→ Task details
Copy the listing below word for word, beginning at the line that contains "every dirt path" and stopping after the line that contains "[632,80,700,154]".

[Excerpt from a dataset]
──────────────────────────────

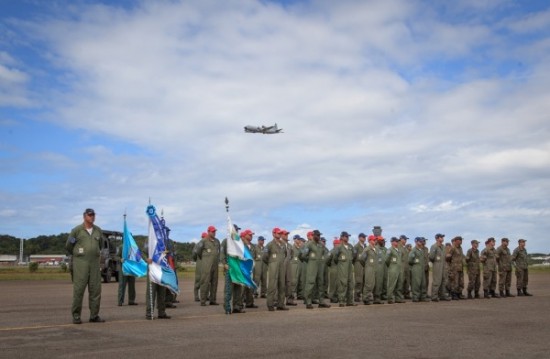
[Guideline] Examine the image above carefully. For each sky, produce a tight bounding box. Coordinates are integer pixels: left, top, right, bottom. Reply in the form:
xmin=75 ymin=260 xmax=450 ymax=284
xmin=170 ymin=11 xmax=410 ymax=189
xmin=0 ymin=0 xmax=550 ymax=253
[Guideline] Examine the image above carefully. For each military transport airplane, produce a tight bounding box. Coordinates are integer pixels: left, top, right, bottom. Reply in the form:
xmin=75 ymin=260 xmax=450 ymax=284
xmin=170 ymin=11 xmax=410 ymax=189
xmin=244 ymin=124 xmax=283 ymax=135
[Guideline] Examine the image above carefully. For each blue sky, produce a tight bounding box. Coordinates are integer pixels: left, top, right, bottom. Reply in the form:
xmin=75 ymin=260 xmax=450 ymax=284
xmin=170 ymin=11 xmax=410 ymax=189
xmin=0 ymin=0 xmax=550 ymax=253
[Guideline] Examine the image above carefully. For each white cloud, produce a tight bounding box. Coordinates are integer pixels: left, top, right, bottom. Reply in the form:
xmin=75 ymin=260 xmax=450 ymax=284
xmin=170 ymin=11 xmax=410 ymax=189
xmin=0 ymin=1 xmax=550 ymax=253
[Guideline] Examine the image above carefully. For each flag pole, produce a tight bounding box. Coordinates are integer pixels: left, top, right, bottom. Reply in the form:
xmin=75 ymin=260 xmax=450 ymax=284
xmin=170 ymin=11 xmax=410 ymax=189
xmin=147 ymin=201 xmax=154 ymax=320
xmin=224 ymin=197 xmax=231 ymax=314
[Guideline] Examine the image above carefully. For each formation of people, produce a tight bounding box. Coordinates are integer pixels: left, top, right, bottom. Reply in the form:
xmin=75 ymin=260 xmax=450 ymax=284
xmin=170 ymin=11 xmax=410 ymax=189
xmin=66 ymin=208 xmax=532 ymax=324
xmin=193 ymin=226 xmax=531 ymax=313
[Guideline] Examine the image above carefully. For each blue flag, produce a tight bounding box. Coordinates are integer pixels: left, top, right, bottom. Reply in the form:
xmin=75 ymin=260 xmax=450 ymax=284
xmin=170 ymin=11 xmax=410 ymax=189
xmin=146 ymin=205 xmax=180 ymax=294
xmin=122 ymin=217 xmax=147 ymax=277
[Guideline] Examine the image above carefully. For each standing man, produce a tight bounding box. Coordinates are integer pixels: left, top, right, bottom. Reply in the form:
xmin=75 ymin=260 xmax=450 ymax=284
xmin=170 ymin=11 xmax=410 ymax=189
xmin=446 ymin=236 xmax=466 ymax=300
xmin=254 ymin=236 xmax=267 ymax=298
xmin=409 ymin=237 xmax=430 ymax=302
xmin=65 ymin=208 xmax=105 ymax=324
xmin=429 ymin=233 xmax=450 ymax=302
xmin=512 ymin=239 xmax=532 ymax=297
xmin=197 ymin=226 xmax=220 ymax=307
xmin=385 ymin=237 xmax=405 ymax=304
xmin=332 ymin=231 xmax=357 ymax=307
xmin=192 ymin=232 xmax=208 ymax=302
xmin=359 ymin=235 xmax=380 ymax=305
xmin=263 ymin=227 xmax=288 ymax=312
xmin=399 ymin=234 xmax=411 ymax=299
xmin=353 ymin=233 xmax=367 ymax=302
xmin=326 ymin=237 xmax=340 ymax=303
xmin=466 ymin=239 xmax=481 ymax=299
xmin=286 ymin=234 xmax=302 ymax=305
xmin=300 ymin=229 xmax=330 ymax=309
xmin=496 ymin=238 xmax=515 ymax=298
xmin=479 ymin=237 xmax=499 ymax=299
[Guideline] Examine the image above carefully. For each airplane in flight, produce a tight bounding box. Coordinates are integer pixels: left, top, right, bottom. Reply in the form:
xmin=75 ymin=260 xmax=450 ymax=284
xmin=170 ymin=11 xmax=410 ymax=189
xmin=244 ymin=124 xmax=283 ymax=135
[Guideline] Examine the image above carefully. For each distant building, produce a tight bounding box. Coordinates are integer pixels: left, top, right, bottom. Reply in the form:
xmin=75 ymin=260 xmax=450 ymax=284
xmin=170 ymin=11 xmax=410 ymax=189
xmin=0 ymin=254 xmax=18 ymax=266
xmin=29 ymin=254 xmax=67 ymax=266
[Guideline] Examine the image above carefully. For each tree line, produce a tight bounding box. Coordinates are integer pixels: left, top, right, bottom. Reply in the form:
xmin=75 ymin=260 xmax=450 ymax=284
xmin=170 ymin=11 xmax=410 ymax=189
xmin=0 ymin=233 xmax=195 ymax=262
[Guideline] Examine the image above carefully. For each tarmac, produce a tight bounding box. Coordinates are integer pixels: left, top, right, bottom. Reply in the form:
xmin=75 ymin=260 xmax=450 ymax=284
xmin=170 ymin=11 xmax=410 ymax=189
xmin=0 ymin=273 xmax=550 ymax=359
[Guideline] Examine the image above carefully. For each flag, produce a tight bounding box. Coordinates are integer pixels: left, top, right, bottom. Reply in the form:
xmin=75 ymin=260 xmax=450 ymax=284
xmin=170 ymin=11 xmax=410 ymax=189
xmin=146 ymin=205 xmax=179 ymax=294
xmin=227 ymin=215 xmax=256 ymax=288
xmin=122 ymin=215 xmax=147 ymax=277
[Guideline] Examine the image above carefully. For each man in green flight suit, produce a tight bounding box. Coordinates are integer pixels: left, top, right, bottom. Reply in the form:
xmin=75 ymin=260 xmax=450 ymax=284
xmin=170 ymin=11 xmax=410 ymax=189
xmin=65 ymin=208 xmax=105 ymax=324
xmin=332 ymin=231 xmax=357 ymax=307
xmin=353 ymin=233 xmax=367 ymax=302
xmin=409 ymin=237 xmax=430 ymax=302
xmin=429 ymin=233 xmax=451 ymax=302
xmin=496 ymin=238 xmax=515 ymax=298
xmin=263 ymin=227 xmax=288 ymax=312
xmin=385 ymin=237 xmax=405 ymax=304
xmin=359 ymin=235 xmax=380 ymax=305
xmin=197 ymin=226 xmax=220 ymax=306
xmin=300 ymin=229 xmax=330 ymax=309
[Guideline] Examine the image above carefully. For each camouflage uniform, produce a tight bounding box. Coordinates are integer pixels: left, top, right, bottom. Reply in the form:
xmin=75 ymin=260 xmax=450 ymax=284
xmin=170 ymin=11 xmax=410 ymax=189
xmin=512 ymin=239 xmax=532 ymax=297
xmin=333 ymin=243 xmax=354 ymax=307
xmin=300 ymin=230 xmax=330 ymax=309
xmin=496 ymin=238 xmax=515 ymax=298
xmin=353 ymin=240 xmax=365 ymax=302
xmin=263 ymin=238 xmax=286 ymax=311
xmin=466 ymin=240 xmax=481 ymax=299
xmin=359 ymin=242 xmax=380 ymax=305
xmin=479 ymin=239 xmax=499 ymax=298
xmin=446 ymin=237 xmax=465 ymax=300
xmin=254 ymin=240 xmax=267 ymax=298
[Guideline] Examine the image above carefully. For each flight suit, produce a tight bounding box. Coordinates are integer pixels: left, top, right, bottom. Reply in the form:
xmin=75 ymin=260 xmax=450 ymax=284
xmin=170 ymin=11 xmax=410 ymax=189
xmin=65 ymin=224 xmax=103 ymax=320
xmin=262 ymin=239 xmax=286 ymax=310
xmin=429 ymin=243 xmax=449 ymax=302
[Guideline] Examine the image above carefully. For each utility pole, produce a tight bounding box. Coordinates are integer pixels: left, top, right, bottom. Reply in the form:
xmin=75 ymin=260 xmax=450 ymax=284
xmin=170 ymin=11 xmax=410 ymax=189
xmin=19 ymin=238 xmax=25 ymax=264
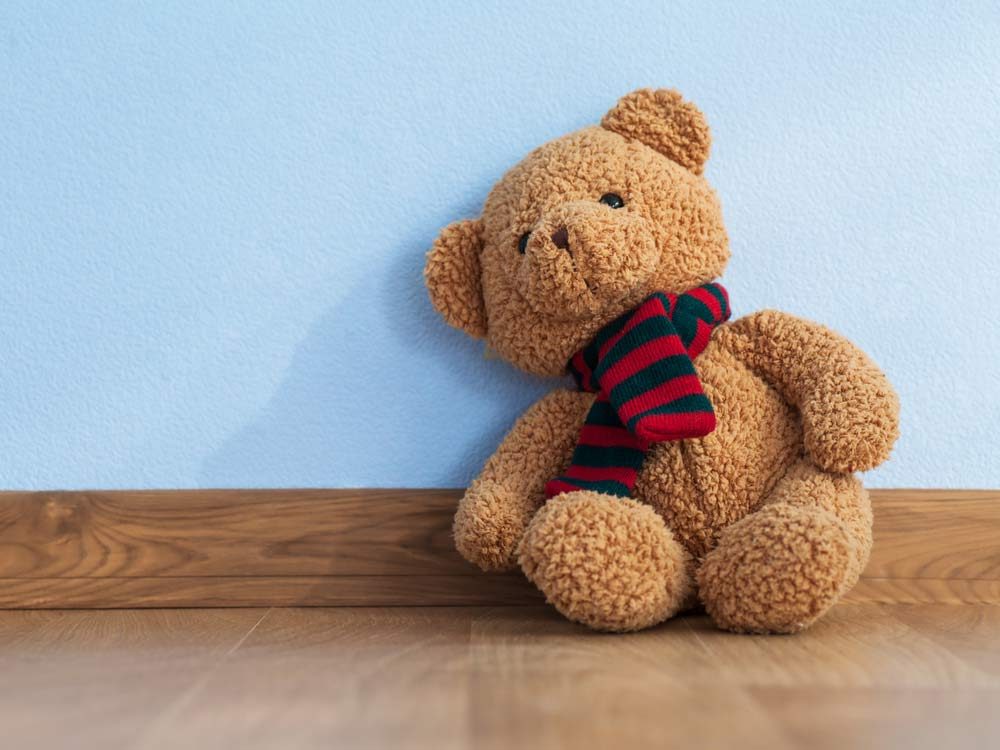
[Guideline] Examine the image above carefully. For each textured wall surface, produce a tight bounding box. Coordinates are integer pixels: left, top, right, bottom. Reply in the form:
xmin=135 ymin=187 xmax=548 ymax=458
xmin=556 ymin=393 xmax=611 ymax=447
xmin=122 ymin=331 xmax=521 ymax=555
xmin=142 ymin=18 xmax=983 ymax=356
xmin=0 ymin=0 xmax=1000 ymax=488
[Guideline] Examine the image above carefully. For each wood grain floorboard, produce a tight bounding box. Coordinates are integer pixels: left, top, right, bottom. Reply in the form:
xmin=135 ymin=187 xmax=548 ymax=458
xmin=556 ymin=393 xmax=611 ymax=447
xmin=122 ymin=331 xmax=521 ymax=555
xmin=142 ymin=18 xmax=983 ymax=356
xmin=0 ymin=609 xmax=267 ymax=750
xmin=0 ymin=490 xmax=1000 ymax=608
xmin=0 ymin=603 xmax=1000 ymax=750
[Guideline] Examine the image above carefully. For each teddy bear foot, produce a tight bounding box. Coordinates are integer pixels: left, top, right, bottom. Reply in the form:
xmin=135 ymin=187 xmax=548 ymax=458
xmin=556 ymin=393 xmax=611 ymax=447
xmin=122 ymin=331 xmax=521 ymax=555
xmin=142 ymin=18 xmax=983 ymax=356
xmin=697 ymin=503 xmax=857 ymax=633
xmin=518 ymin=491 xmax=692 ymax=632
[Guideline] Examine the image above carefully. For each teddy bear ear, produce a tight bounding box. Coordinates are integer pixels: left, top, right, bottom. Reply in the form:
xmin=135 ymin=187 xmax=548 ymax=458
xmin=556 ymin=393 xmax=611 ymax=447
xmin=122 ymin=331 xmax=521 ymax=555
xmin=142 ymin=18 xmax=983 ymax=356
xmin=424 ymin=219 xmax=486 ymax=338
xmin=601 ymin=89 xmax=712 ymax=174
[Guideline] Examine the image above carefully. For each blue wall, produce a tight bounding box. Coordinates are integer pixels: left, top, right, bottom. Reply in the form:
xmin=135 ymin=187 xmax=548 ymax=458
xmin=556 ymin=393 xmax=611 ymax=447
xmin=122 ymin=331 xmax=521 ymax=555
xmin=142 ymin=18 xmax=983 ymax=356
xmin=0 ymin=0 xmax=1000 ymax=488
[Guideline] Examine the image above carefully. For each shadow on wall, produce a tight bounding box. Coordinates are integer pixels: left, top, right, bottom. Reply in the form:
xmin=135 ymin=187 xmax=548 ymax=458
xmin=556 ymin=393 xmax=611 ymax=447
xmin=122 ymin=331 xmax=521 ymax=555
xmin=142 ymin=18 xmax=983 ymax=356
xmin=199 ymin=238 xmax=558 ymax=487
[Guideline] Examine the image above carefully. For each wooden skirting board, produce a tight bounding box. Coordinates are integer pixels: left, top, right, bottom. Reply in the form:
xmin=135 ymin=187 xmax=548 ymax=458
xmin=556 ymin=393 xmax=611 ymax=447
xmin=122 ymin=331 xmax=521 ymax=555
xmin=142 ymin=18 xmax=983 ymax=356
xmin=0 ymin=490 xmax=1000 ymax=609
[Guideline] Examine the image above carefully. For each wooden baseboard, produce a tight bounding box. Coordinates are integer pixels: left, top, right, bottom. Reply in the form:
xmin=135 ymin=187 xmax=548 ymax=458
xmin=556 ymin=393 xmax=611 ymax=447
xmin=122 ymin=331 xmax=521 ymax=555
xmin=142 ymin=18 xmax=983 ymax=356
xmin=0 ymin=490 xmax=1000 ymax=609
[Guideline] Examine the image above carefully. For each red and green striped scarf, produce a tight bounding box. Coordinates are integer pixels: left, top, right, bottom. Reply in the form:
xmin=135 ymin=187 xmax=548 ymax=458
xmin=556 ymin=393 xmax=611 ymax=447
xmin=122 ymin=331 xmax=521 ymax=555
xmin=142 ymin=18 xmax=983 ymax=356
xmin=545 ymin=284 xmax=729 ymax=497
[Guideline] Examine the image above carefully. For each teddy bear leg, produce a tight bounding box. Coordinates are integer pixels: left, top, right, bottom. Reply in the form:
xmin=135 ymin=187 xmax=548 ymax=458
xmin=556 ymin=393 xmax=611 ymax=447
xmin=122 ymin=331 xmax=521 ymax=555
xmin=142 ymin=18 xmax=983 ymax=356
xmin=697 ymin=459 xmax=872 ymax=633
xmin=518 ymin=491 xmax=693 ymax=632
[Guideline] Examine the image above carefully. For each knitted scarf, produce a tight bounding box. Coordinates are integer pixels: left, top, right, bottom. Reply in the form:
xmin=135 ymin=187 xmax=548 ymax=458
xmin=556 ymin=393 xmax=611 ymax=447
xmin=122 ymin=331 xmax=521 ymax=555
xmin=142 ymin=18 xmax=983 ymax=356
xmin=545 ymin=284 xmax=729 ymax=497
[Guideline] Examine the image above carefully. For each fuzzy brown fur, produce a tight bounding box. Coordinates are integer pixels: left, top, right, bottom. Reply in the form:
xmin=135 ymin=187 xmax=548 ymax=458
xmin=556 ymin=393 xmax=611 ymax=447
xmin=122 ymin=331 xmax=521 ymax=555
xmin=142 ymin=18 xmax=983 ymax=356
xmin=426 ymin=90 xmax=899 ymax=632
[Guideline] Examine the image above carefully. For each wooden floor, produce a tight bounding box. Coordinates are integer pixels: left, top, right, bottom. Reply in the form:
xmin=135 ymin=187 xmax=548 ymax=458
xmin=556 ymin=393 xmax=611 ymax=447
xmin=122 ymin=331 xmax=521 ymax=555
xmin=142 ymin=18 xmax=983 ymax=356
xmin=0 ymin=597 xmax=1000 ymax=750
xmin=0 ymin=490 xmax=1000 ymax=609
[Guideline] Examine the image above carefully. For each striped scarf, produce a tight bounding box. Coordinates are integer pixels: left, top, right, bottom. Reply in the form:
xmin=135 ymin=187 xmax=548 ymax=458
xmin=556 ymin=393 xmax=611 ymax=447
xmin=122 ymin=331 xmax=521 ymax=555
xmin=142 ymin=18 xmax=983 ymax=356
xmin=545 ymin=284 xmax=729 ymax=497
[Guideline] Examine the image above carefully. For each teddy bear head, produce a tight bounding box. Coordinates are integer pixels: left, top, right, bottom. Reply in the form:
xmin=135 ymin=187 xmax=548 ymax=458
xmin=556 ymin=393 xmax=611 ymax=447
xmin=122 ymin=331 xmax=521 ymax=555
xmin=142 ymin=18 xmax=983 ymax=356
xmin=424 ymin=89 xmax=729 ymax=375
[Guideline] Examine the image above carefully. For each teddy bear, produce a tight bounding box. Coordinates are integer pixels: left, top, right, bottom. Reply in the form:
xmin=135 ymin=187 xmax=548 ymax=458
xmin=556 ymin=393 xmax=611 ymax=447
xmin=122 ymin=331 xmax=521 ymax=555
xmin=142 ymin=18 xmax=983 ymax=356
xmin=424 ymin=89 xmax=899 ymax=633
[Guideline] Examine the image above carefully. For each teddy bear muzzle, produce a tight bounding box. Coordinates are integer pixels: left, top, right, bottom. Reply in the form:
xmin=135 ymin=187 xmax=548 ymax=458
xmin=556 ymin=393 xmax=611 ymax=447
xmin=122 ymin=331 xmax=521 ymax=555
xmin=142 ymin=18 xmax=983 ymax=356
xmin=517 ymin=201 xmax=660 ymax=320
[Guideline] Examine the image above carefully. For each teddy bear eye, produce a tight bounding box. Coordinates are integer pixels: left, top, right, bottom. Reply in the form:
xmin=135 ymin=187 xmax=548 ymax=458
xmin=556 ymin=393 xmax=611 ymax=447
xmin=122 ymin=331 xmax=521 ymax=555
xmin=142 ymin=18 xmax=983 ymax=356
xmin=517 ymin=232 xmax=531 ymax=255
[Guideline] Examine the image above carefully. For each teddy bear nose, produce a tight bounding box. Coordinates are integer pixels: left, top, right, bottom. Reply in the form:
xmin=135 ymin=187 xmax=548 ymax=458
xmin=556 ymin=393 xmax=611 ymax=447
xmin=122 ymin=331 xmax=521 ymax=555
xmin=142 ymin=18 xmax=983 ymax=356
xmin=552 ymin=227 xmax=569 ymax=250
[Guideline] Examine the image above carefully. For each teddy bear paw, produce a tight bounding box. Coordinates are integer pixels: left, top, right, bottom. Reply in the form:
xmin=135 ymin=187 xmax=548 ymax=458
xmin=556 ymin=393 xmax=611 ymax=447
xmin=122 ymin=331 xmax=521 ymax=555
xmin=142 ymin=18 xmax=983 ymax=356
xmin=697 ymin=504 xmax=857 ymax=633
xmin=518 ymin=491 xmax=691 ymax=632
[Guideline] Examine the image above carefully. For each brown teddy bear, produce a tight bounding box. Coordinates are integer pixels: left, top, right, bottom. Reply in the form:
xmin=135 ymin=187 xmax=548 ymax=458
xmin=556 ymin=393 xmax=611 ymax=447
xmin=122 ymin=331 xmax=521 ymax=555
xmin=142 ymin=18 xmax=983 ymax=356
xmin=425 ymin=89 xmax=899 ymax=632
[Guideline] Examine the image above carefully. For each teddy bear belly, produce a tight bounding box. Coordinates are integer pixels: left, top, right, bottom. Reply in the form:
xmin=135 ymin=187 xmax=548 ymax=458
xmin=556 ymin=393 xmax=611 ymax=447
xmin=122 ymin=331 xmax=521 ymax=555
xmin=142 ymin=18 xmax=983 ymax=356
xmin=635 ymin=342 xmax=802 ymax=557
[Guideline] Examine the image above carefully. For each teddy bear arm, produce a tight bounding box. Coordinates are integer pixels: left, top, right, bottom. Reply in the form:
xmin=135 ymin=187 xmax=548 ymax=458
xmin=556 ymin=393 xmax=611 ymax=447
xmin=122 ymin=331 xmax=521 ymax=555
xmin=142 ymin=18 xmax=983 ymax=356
xmin=453 ymin=389 xmax=593 ymax=571
xmin=720 ymin=310 xmax=899 ymax=473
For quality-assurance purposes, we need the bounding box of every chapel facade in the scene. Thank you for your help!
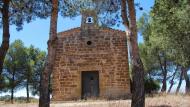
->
[52,11,130,101]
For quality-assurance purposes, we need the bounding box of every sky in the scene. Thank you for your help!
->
[0,0,154,51]
[0,0,184,96]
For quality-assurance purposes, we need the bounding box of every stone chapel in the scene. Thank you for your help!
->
[52,10,130,101]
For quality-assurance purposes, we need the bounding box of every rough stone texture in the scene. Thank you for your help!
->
[52,10,130,101]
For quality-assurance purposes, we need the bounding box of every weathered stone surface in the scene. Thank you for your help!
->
[52,10,130,101]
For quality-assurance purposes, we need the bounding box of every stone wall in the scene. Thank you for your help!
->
[52,28,130,101]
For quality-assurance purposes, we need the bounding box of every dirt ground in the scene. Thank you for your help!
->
[0,95,190,107]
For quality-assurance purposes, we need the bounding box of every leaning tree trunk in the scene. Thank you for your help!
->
[26,75,30,103]
[184,69,190,94]
[39,0,58,107]
[176,68,184,94]
[161,58,167,92]
[11,71,15,104]
[121,0,145,107]
[168,66,178,93]
[0,0,10,77]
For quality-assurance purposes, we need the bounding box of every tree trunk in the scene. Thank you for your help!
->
[158,54,167,92]
[0,0,10,76]
[11,87,14,104]
[161,58,167,92]
[121,0,145,107]
[176,68,184,94]
[184,69,190,94]
[26,79,30,103]
[11,71,15,104]
[39,0,58,107]
[168,66,178,93]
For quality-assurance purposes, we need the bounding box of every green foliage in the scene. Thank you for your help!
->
[145,78,160,94]
[151,0,190,66]
[1,40,46,98]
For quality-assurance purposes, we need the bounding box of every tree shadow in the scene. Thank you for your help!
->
[149,105,172,107]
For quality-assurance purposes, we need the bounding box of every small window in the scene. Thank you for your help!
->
[86,41,92,45]
[86,17,94,23]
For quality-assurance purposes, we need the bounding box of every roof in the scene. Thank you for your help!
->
[57,27,125,36]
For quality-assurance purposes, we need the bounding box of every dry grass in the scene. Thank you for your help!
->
[0,95,190,107]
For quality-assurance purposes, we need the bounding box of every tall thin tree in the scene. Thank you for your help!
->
[0,0,10,79]
[39,0,58,107]
[121,0,145,107]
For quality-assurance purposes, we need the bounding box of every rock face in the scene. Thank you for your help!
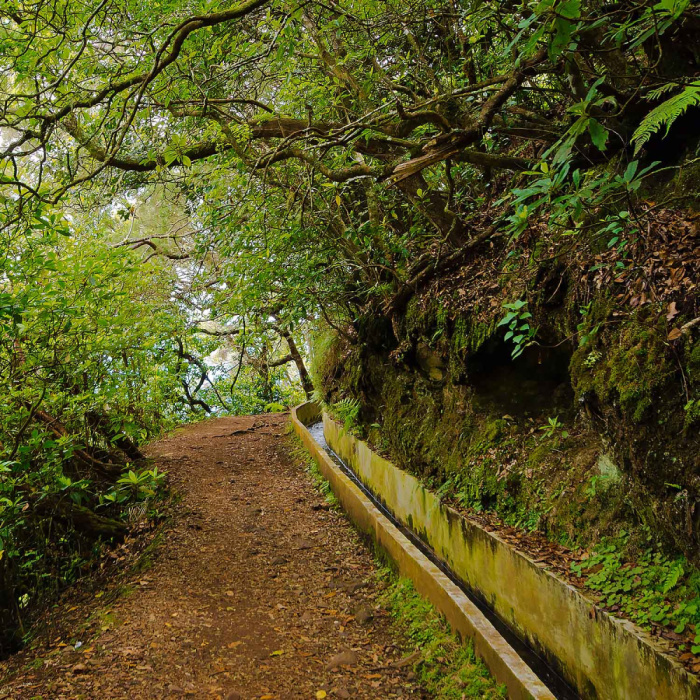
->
[318,292,700,563]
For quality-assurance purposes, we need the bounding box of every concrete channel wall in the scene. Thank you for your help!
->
[323,415,700,700]
[292,403,556,700]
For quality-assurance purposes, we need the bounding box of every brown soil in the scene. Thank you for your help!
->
[0,416,424,700]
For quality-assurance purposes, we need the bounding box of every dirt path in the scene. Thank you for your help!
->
[0,416,421,700]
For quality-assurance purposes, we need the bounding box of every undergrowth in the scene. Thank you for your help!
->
[571,532,700,654]
[377,567,506,700]
[292,435,506,700]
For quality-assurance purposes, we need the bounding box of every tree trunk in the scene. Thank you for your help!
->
[280,329,314,399]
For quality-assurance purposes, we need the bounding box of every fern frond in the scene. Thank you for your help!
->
[632,80,700,154]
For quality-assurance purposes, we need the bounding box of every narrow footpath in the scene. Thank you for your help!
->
[0,415,427,700]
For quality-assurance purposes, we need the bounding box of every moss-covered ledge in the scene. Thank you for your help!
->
[324,415,700,700]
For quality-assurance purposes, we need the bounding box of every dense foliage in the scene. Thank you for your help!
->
[0,0,700,656]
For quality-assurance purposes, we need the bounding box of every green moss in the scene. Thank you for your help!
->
[570,313,677,423]
[379,568,506,700]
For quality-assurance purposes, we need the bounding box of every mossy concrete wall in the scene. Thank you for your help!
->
[292,403,556,700]
[323,415,700,700]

──────────────────────────────

→ Result
For quality-assurance purposes, we need the bounding box of every dirt path in the scene. Thank you for your help!
->
[0,416,421,700]
For quality-assurance purposes, we need the bounding box of every undergrowth in the scene. Thank you for your help!
->
[571,532,700,654]
[377,567,506,700]
[292,435,506,700]
For quality-assurance purposes, we need the bounding box of every tree trunk in the scene. Thank you for your help!
->
[280,329,314,399]
For quality-assurance purposes, we need the bounding box of every fern frond in the scene. Thank you for your help!
->
[632,80,700,154]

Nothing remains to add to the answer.